→ **PROBLEM TO WORK ON**: All entries should be output exactly as they stand.
* start *
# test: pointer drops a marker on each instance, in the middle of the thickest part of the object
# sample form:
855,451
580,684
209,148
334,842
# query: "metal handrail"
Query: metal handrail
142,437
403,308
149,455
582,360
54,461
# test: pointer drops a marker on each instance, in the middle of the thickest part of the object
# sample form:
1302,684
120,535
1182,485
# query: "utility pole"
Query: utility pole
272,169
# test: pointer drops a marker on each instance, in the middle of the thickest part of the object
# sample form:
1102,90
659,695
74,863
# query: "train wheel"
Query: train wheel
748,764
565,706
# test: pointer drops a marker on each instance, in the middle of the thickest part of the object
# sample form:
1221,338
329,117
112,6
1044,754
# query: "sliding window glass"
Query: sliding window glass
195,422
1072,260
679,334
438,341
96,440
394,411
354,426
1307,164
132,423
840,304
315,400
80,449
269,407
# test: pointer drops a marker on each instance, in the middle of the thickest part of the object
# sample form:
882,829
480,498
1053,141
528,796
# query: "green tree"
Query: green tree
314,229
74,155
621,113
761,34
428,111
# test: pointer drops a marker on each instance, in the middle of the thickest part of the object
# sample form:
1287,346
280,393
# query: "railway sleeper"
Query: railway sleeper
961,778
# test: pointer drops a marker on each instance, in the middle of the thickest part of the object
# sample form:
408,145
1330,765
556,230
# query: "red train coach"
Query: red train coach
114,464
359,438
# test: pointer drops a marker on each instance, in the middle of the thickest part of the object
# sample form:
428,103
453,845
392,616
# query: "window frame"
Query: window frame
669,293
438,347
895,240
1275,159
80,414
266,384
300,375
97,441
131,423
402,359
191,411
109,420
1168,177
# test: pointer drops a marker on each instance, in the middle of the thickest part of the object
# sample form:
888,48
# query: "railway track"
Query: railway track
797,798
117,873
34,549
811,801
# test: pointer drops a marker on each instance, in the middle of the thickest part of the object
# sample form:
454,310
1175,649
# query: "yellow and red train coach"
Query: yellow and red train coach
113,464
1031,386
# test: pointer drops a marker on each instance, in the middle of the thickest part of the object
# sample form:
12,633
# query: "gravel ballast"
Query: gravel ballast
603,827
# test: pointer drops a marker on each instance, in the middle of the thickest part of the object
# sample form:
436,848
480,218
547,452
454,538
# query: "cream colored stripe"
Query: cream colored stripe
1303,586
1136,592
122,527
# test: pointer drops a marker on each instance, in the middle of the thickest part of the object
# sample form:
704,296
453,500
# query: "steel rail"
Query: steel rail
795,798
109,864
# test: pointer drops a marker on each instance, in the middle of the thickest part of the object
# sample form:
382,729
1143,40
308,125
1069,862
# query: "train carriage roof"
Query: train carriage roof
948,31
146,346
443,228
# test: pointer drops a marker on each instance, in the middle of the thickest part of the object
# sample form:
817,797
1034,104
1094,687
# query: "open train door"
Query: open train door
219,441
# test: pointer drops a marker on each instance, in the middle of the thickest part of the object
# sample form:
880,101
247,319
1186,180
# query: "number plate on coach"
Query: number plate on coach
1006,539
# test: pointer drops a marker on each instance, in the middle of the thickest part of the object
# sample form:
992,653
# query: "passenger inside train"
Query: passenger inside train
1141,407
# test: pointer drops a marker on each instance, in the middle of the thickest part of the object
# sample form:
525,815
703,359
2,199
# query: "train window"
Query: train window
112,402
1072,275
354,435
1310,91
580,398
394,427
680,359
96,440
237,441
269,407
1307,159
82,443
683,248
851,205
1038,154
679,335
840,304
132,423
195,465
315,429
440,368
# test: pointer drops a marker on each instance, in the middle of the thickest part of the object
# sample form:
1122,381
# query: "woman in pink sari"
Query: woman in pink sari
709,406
* end *
→ **SOLUTION**:
# test: pointer drops a marker on each instance, in the middle of the thickest part of the object
# sample form:
855,451
580,684
209,148
334,842
# query: "metal handrail"
Query: metal handrail
142,437
403,308
149,455
582,360
54,461
# test: pointer drops a marker on each instance, in the middle of the thickest part of the object
# sample form:
1302,684
120,535
1182,485
# query: "utility pole"
Query: utility pole
272,169
# test: pointer drops a marker on each instance, in the middle of the thickest part of the object
# sample form:
1102,90
659,695
74,863
# query: "train wheel"
Query: train wheel
748,764
565,706
# test: pointer drops a marker on each instance, in the middle of the thickest part of the object
# sample form:
1221,338
329,117
112,6
1044,754
# query: "sliding window glass"
Query: sliding window glass
195,422
1072,260
679,334
438,341
96,440
394,411
354,426
1307,164
132,423
840,304
315,400
80,449
269,407
# test: pointer drops a marker on each instance, in the middle of the thickest part of the object
# sample form:
882,829
480,498
1053,141
528,796
# query: "green tree"
Query: green tree
314,229
74,155
621,113
761,34
428,111
# test: pointer drops a marker on each instance, in the middle of the thickest part of the object
# sample form:
1287,346
280,393
# query: "railway sleeper"
Query: railway sleeper
961,778
# test: pointer drops a marker on each instance, in the middle of the thickest part of the object
# sample form:
408,145
1330,765
556,230
# query: "red train coach"
Query: red train coach
114,464
359,438
# test: pointer drops a marker on each instance, in the middle of the thickest part of the object
# sample form:
428,103
453,845
392,616
# query: "window frame"
Query: window frame
669,293
438,347
895,240
1275,159
80,414
266,384
300,375
97,441
131,423
402,359
191,411
109,420
1168,177
# test: pointer drops a marker on each instance, in the middle of the thickest part of the object
# sample form:
888,48
# query: "railway track"
Query: railway track
797,798
117,873
34,549
811,801
# test: pointer drops a marker on each instance, in the middle of the thickest part of the object
# sample form:
454,310
1175,649
# query: "yellow and red train coach"
Query: yellow and red train coach
113,464
1031,386
# test: pointer drops a marker on each instance, in the middle of the thickest part of the object
# sample form:
12,633
# query: "gravel ballast"
Query: gravel ballast
603,827
# test: pointer drops a marker on each instance, in the middle of the thickest part of the object
# sample form:
436,848
480,218
547,452
454,538
# query: "cream colored stripe"
Query: cream colored stripe
1303,586
1136,592
122,527
# test: pointer drops a marker on each instance, in the middle of the thickest part of the object
# sample form:
704,296
453,500
# query: "steel rail"
Query: steel rail
795,798
109,864
# test: pointer drops a marker on each instance, in the middle of the thickest part of the object
# sample form:
382,729
1143,40
308,125
1069,862
# query: "train carriage roof"
Query: train carriage roof
948,31
146,346
443,228
# test: pointer drops a marker on each instance, in the middle of the thickest part of the object
# sample form:
817,797
1034,104
1094,687
# query: "open train door"
Query: open train door
219,441
# test: pointer drops a marker on each instance, in the middle of the thickest part of the object
# sample form:
880,101
247,319
1186,180
# query: "number plate on coach"
Query: number plate on coach
1006,539
# test: pointer drops a marker on each instance, in the middle of the thickest part of the object
# sample form:
992,653
# query: "passenger inside train"
Query: passenger inside train
1141,407
# test: pointer drops a marker on each instance, in the middle of the thickest part of the object
# sample form:
525,815
703,359
2,199
# query: "train window"
Query: train window
112,402
1072,275
354,435
1310,91
580,398
394,427
680,359
96,440
237,441
269,407
1307,159
82,443
683,248
851,205
1038,154
679,335
840,304
132,423
195,465
315,429
440,368
# test: pointer drops a marker on each instance, in the middle of the thickest part of the object
# sample form:
1122,381
# query: "woman in pink sari"
Query: woman in pink sari
709,406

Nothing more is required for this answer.